| Goal |
Print all entries word for word.

| Point labeling examples |
-- start --

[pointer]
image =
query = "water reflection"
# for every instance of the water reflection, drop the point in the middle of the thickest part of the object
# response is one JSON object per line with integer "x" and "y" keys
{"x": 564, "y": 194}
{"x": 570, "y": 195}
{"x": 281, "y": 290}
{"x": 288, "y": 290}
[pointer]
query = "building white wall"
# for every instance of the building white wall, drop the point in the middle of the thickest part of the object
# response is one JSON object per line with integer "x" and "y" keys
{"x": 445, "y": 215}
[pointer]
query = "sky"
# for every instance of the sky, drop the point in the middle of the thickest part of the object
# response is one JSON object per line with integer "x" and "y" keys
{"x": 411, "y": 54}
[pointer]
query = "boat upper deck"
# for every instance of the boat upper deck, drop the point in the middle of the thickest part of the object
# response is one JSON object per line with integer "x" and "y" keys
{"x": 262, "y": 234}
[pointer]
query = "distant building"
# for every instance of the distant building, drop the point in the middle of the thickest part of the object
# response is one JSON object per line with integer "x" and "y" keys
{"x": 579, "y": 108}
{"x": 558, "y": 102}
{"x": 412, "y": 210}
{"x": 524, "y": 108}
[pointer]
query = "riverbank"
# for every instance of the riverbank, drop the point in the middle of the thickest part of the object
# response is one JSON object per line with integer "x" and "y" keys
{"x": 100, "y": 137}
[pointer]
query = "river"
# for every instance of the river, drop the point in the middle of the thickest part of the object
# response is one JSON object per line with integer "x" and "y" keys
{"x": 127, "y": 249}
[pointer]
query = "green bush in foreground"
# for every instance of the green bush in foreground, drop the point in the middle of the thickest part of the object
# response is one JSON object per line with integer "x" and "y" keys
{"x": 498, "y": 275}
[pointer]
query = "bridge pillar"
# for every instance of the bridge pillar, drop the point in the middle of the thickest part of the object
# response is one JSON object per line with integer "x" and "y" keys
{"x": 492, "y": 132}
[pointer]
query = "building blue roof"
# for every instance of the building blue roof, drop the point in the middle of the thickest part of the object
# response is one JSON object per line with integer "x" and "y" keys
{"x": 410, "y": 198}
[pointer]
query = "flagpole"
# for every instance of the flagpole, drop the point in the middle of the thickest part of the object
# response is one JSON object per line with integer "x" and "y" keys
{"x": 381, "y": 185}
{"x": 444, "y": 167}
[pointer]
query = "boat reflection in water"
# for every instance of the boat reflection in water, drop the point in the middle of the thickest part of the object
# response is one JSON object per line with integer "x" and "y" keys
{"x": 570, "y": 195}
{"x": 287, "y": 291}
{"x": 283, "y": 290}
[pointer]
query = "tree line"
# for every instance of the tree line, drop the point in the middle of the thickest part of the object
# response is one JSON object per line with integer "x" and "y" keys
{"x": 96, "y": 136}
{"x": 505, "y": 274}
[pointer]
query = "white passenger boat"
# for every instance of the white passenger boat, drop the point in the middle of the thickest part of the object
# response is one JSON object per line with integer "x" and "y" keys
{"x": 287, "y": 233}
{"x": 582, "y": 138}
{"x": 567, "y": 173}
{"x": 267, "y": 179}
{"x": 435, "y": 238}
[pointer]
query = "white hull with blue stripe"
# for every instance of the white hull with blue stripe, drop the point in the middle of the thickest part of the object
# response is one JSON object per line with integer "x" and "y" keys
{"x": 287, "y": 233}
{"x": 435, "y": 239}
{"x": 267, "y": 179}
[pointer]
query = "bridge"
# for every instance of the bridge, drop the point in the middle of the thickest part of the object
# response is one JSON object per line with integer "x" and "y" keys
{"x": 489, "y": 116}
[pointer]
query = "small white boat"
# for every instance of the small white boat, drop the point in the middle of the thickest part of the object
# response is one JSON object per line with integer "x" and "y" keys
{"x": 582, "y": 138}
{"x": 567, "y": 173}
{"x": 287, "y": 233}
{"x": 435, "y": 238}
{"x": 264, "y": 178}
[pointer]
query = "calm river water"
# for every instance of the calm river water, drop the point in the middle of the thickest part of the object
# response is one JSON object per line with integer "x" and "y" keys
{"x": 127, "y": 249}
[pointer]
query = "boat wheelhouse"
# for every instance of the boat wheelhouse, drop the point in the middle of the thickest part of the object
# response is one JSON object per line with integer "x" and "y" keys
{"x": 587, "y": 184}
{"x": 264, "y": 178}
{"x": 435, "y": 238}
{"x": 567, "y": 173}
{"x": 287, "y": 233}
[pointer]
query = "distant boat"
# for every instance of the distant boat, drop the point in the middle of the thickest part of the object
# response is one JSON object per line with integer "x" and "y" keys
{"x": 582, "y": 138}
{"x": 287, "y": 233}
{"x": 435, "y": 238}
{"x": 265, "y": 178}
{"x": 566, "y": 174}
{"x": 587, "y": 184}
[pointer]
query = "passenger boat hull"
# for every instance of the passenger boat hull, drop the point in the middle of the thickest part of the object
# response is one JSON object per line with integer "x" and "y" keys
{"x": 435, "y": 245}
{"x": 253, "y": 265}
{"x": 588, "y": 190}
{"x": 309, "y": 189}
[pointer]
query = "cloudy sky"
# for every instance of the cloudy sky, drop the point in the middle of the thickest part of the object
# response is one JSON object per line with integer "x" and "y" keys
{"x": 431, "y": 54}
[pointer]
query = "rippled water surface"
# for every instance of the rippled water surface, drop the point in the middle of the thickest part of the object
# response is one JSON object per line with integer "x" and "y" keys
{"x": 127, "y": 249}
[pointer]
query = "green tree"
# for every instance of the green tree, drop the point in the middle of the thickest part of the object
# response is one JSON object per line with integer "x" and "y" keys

-- end --

| Written answer |
[pointer]
image =
query = "water reflection"
# for every instance of the water reflection, drop the point in the middle of the thickest part of the object
# response is one JSON object per line with integer "x" and "y" keys
{"x": 564, "y": 194}
{"x": 570, "y": 195}
{"x": 281, "y": 290}
{"x": 288, "y": 290}
[pointer]
query = "building white wall"
# for every instance of the building white wall, drop the point in the middle of the thickest part of the object
# response is one JSON object per line with integer "x" and "y" keys
{"x": 445, "y": 215}
[pointer]
query = "sky"
# for every instance of the sky, drop the point in the middle of the thickest part of the object
# response is one JSON object per line with integer "x" and "y" keys
{"x": 411, "y": 54}
[pointer]
query = "boat upper deck"
# for every instance of the boat upper deck, drop the point in the middle of the thickest part of the object
# response is one JSON object per line with integer "x" and "y" keys
{"x": 262, "y": 234}
[pointer]
query = "distant building"
# for every instance of the distant building, drop the point in the middle of the thickest part of the object
# response is one JSON object per line with integer "x" and "y" keys
{"x": 579, "y": 108}
{"x": 558, "y": 102}
{"x": 412, "y": 210}
{"x": 524, "y": 108}
[pointer]
query = "riverbank"
# for every instance of the riverbank, drop the point in the middle of the thickest part of the object
# response is one JSON object per line with integer "x" and "y" keys
{"x": 100, "y": 137}
[pointer]
query = "river"
# for every instance of the river, drop the point in the middle of the thickest part of the object
# response is one JSON object per line with integer "x" and "y" keys
{"x": 127, "y": 249}
[pointer]
query = "green bush in foreground"
# for every instance of the green bush in foreground, drop the point in the middle of the thickest part of the object
# response is one JSON object per line with integer "x" and "y" keys
{"x": 498, "y": 275}
[pointer]
query = "bridge pillar"
# for every instance of the bridge pillar, drop the point in the middle of the thickest part of the object
# response is one JSON object per line with integer "x" and "y" keys
{"x": 492, "y": 132}
[pointer]
query = "building blue roof"
# for every instance of the building blue roof, drop the point in the middle of the thickest part of the object
# response is one JSON object per line with integer "x" and "y" keys
{"x": 410, "y": 198}
[pointer]
query = "flagpole"
# for every instance of the flagpole, drop the point in the middle of the thickest part of the object
# response is one JSON object per line with integer "x" and "y" keys
{"x": 381, "y": 185}
{"x": 444, "y": 167}
[pointer]
query = "boat reflection in water"
# for every instance of the boat reflection in water, drop the point in the middle of the thickest part of the object
# response is one JSON object per line with integer "x" and "y" keys
{"x": 570, "y": 195}
{"x": 287, "y": 291}
{"x": 283, "y": 290}
[pointer]
query = "tree line"
# for every instance of the tree line, drop the point in the middle of the thickest part of the object
# response is one JSON object per line with integer "x" and "y" keys
{"x": 96, "y": 136}
{"x": 505, "y": 274}
[pointer]
query = "white passenger boat"
# for every instance of the white passenger boat, drop the point in the middle of the thickest part of the object
# response is one JSON object per line with integer "x" and "y" keys
{"x": 287, "y": 233}
{"x": 582, "y": 138}
{"x": 567, "y": 173}
{"x": 267, "y": 179}
{"x": 435, "y": 238}
[pointer]
query = "white hull with blue stripe"
# for every instance of the white hull with blue stripe, drop the point in the middle of the thickest part of the object
# response is one JSON object per line with integer "x" and "y" keys
{"x": 287, "y": 233}
{"x": 435, "y": 239}
{"x": 267, "y": 179}
[pointer]
query = "bridge"
# for every instance of the bridge, drop the point in the middle of the thickest part of the object
# response is one JSON object per line with integer "x" and "y" keys
{"x": 489, "y": 116}
[pointer]
query = "small white boat"
# for every instance of the small white boat, drop the point in the middle of the thickest part of the object
# response is one JSON object per line with integer "x" and "y" keys
{"x": 582, "y": 138}
{"x": 567, "y": 173}
{"x": 287, "y": 233}
{"x": 435, "y": 238}
{"x": 264, "y": 178}
[pointer]
query = "calm river water"
# for every instance of the calm river water, drop the point in the middle of the thickest part of the object
# response is one JSON object per line with integer "x" and "y" keys
{"x": 127, "y": 249}
[pointer]
query = "boat wheelhouse"
# for every instance of the boat wheelhouse, drop the point in the middle of the thickest part of the object
# response is one JSON object per line with integer "x" and "y" keys
{"x": 587, "y": 184}
{"x": 264, "y": 178}
{"x": 435, "y": 238}
{"x": 567, "y": 173}
{"x": 287, "y": 233}
[pointer]
query = "distant boat"
# for every instance of the distant boat, drop the point in the middle of the thickest part of the object
# response is one JSON object per line with integer "x" and "y" keys
{"x": 582, "y": 138}
{"x": 287, "y": 233}
{"x": 435, "y": 238}
{"x": 265, "y": 178}
{"x": 566, "y": 174}
{"x": 587, "y": 184}
[pointer]
query = "passenger boat hull"
# for every instance of the passenger boat hull, drop the point in the middle of the thickest part of the object
# response is one JSON object per line with integer "x" and "y" keys
{"x": 435, "y": 245}
{"x": 253, "y": 265}
{"x": 588, "y": 190}
{"x": 309, "y": 189}
[pointer]
query = "cloudy sky"
# for every instance of the cloudy sky, drop the point in the middle of the thickest part of the object
# response is one JSON object per line with integer "x" and "y" keys
{"x": 431, "y": 54}
[pointer]
query = "rippled water surface"
# for every instance of the rippled water surface, drop the point in the middle of the thickest part of the object
# response is one JSON object per line with integer "x" and "y" keys
{"x": 127, "y": 249}
[pointer]
query = "green tree"
# for every instance of the green tree, drop the point in the middle of the thickest part of the object
# response is one JSON object per line with integer "x" and "y" keys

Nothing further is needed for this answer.